### Tasks
1. Reproduce the part of the piece on the IA Regulations overhaul that opens with the words containing "November 19" and closes with "of the regulation.", swapping "regulatory authority" for "market regulator".
2. Write the next part of the piece on the IA Regulations overhaul, picking up after its final sentence.

### Passage shown
November 19

A comprehensive, well done overhaul of IA Regulations


A regulatory authority has the mandate to develop the industry as well as protect the welfare of the investors, who are the ultimate consumers.  When the IA Regulations came in 2013, it did not look like a water tight regulation.  It looked fairly indulgent in it’s approach, which may have been intentional, as it was the first step in the direction of ushering fee-only advisories.

There were many areas which were left somewhat ambiguous & other areas which allowed a bit of latitude.  The Consultation paper seeking to amend IA Regulation, is a step in the right direction. Most of the proposals are plugging the gaps in the previous iteration of the regulation.

Allowing a SIDD under a corporate entity has many problems. A proper segregation, cannot really happen within the same entity, irrespective of any chinese walls which one may erect!  Secondly, information sharing can happen between the advisory division & distribution department. This kind of information sharing happens in banks, all the time. Privileged information of the banking client is shared with impunity with the sales team, who use it to ensnare customers.  The same problems easily can happen in any financial services firm, which has different activities under it.

Thirdly, it violates the principles of justice, as a corporate entity is allowed to do both activities under one entity, but the individual adviser has to choose between advisory activity or distribution. A corporate entity can easily create a completely different entity.

### Raw records

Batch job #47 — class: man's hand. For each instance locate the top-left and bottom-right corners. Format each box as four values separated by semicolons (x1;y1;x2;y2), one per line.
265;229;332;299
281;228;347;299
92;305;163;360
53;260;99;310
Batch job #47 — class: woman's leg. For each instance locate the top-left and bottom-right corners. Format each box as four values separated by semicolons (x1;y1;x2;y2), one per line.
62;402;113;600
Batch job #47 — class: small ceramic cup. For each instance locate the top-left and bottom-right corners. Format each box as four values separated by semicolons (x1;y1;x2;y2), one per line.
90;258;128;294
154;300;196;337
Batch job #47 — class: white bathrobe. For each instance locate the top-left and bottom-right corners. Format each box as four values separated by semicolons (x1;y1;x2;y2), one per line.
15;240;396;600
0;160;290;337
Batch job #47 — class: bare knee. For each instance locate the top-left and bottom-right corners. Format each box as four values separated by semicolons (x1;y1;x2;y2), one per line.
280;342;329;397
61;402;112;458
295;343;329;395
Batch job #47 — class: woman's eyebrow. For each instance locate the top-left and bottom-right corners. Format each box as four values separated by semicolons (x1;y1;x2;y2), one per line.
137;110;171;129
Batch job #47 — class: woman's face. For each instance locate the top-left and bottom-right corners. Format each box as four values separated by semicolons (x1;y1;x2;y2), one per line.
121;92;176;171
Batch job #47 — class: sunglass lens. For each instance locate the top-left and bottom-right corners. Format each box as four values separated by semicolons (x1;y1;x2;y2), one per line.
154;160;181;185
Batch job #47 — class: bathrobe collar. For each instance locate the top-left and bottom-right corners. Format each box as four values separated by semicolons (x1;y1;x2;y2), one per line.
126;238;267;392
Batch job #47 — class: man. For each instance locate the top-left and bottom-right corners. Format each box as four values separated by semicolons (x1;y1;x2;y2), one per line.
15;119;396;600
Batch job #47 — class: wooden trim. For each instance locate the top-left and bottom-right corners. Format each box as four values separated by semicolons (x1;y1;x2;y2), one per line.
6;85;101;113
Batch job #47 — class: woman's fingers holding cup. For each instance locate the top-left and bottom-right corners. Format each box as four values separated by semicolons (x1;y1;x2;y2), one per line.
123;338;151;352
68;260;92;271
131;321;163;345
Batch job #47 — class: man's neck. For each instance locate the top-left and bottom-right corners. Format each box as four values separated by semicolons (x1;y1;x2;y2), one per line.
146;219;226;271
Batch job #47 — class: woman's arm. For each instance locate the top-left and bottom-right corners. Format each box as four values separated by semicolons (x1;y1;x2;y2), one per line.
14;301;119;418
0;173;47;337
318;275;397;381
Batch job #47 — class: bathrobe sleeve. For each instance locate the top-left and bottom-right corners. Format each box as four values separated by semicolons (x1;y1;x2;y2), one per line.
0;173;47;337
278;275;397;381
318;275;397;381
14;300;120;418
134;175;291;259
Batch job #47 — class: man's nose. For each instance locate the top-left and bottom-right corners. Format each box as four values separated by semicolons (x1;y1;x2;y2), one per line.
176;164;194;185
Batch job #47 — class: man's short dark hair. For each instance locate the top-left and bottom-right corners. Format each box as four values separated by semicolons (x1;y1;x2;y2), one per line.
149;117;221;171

### Expected responses
1.
November 19

A comprehensive, well done overhaul of IA Regulations


A market regulator has the mandate to develop the industry as well as protect the welfare of the investors, who are the ultimate consumers.  When the IA Regulations came in 2013, it did not look like a water tight regulation.  It looked fairly indulgent in it’s approach, which may have been intentional, as it was the first step in the direction of ushering fee-only advisories.

There were many areas which were left somewhat ambiguous & other areas which allowed a bit of latitude.  The Consultation paper seeking to amend IA Regulation, is a step in the right direction. Most of the proposals are plugging the gaps in the previous iteration of the regulation.

2.
This lacuna has been addressed by the consultation paper where it seeks corporates to create separate subsidiaries.

It is not directly addressing the unfettered information exchange with a subsidiary, but that is how it should be. Without the express consent of the client, no information should be passed on, even to a wholly owned subsidiary, in the interest of propriety. The transition time period of three years is excessive ( for corporates & for banks by RBI ), when a mere six months was given to transition when the IA Regulations were introduced.

The fee of Rs.5 Lakhs for corporates is excessive & has not been addressed, considering that many “corporates” are being formed by individuals.  Now, a subsidiary also would be needed. There is an urgent need to bring the fees back to Rs.1 Lakh or lower, to encourage corporatization of businesses.

It clarifies the ambiguity surrounding “consideration”  too. Even if an adviser does not charge fees and he or his subsidiary/ associates receives a commission or gets any economic benefit, it is still remuneration & will have to comply with IA regulation.  It is clear that any monetary arrangement will come under the ambit of IA Regulation.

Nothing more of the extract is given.